■ EXERCISE DESCRIPTION:
Convert everything from the line containing "Target: agave plant" down to the line containing "MULTIPOLYGON (((154 203, 138", both included, into a two-column CSV headed item_text and answer, with one row per item. Enclose each field in quotes and replace any line breaks with spaces.

Spatial annotation items
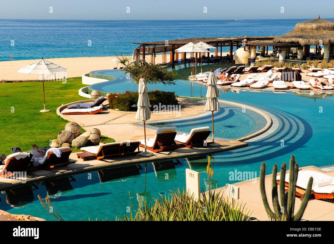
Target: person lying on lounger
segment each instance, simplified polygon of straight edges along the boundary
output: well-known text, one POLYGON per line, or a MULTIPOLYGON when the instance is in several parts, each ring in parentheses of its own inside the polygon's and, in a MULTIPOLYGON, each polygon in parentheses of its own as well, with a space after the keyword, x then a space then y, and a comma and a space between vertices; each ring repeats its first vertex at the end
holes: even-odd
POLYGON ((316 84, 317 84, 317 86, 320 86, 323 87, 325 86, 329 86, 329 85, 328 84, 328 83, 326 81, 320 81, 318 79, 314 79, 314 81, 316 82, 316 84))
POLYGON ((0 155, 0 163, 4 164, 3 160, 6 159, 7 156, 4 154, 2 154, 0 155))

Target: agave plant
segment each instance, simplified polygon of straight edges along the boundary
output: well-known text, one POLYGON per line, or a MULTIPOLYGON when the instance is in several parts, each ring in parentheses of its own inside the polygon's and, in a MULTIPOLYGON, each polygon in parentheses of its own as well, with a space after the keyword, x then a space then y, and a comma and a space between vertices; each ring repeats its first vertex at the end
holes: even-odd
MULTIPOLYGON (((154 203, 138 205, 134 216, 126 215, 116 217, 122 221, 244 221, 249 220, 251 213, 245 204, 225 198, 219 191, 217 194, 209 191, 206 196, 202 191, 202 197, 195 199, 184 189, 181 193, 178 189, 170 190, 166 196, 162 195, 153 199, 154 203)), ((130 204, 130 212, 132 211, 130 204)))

* * *

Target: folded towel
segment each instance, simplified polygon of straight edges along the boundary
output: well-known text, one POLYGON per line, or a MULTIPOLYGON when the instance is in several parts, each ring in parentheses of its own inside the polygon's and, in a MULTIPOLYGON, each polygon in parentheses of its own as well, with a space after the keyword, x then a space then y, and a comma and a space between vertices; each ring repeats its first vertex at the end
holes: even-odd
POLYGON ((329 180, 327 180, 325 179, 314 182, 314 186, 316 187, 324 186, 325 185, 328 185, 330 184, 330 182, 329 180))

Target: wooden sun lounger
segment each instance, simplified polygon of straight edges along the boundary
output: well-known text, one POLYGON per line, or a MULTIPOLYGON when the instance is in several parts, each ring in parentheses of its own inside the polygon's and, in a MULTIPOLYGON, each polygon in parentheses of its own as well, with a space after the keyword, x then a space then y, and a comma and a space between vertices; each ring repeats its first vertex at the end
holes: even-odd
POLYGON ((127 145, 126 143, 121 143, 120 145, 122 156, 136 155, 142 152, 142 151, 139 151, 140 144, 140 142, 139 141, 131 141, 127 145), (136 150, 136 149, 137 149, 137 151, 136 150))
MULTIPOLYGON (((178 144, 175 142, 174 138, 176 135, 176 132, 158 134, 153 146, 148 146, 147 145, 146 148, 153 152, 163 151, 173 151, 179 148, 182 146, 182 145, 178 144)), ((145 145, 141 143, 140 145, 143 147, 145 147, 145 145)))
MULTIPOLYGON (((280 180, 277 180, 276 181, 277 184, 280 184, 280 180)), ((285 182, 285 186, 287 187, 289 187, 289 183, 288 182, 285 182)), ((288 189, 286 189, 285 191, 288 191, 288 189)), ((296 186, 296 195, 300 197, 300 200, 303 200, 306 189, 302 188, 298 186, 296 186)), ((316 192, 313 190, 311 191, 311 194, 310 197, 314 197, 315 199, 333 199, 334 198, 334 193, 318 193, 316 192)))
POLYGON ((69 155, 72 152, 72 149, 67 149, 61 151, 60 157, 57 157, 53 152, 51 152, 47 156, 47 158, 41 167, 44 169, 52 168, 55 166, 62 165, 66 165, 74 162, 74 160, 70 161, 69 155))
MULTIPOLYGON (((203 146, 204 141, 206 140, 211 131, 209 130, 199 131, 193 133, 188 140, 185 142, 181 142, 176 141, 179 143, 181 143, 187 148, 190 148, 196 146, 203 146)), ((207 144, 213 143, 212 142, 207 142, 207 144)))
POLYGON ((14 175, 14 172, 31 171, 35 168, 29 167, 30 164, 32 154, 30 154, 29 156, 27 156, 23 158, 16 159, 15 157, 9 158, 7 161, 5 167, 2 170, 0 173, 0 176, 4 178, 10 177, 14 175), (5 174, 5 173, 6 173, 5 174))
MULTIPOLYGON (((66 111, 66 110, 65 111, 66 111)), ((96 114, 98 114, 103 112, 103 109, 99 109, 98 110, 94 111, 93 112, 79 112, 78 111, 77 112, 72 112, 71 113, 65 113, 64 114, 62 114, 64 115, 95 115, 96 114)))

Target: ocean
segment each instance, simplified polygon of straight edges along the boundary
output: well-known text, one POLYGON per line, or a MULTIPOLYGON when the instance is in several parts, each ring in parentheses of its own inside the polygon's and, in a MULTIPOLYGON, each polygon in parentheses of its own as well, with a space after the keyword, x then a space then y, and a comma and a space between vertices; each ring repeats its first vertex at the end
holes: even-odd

■ FULL RESPONSE:
item_text,answer
"Target: agave plant segment each instance, simplified polygon of straight edges along the boundary output: well-known text, one POLYGON per line, or a MULTIPOLYGON when the instance is in several parts, each ring in parentheses of its own inside the polygon's and, in a MULTIPOLYGON, each polygon in parentheses of its own as well, with a space after the keyword, x then a space then y, and a comma and a space between vertices; each ring repeats its first vertex at the end holes: even-odd","MULTIPOLYGON (((154 203, 138 205, 134 216, 126 215, 116 217, 122 221, 244 221, 249 220, 251 213, 245 204, 225 198, 219 191, 217 194, 209 191, 206 196, 202 191, 202 197, 195 199, 184 189, 181 193, 178 189, 170 190, 166 196, 162 195, 153 199, 154 203)), ((130 204, 130 212, 132 211, 130 204)))"